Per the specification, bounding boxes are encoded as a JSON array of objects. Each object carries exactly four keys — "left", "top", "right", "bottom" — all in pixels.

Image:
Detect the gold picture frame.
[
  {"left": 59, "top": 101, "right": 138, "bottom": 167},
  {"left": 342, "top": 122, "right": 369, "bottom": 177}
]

########################################

Required task | Could you update the lines above so that "gold" becomes "silver" and nothing else changes?

Response to the task |
Per the specification, bounding boxes are encoded as a JSON array of objects. Each object carries exactly four keys — "left", "top", "right", "bottom" — all in pixels.

Image:
Detect the silver picture frame.
[
  {"left": 59, "top": 101, "right": 138, "bottom": 167},
  {"left": 342, "top": 122, "right": 369, "bottom": 177}
]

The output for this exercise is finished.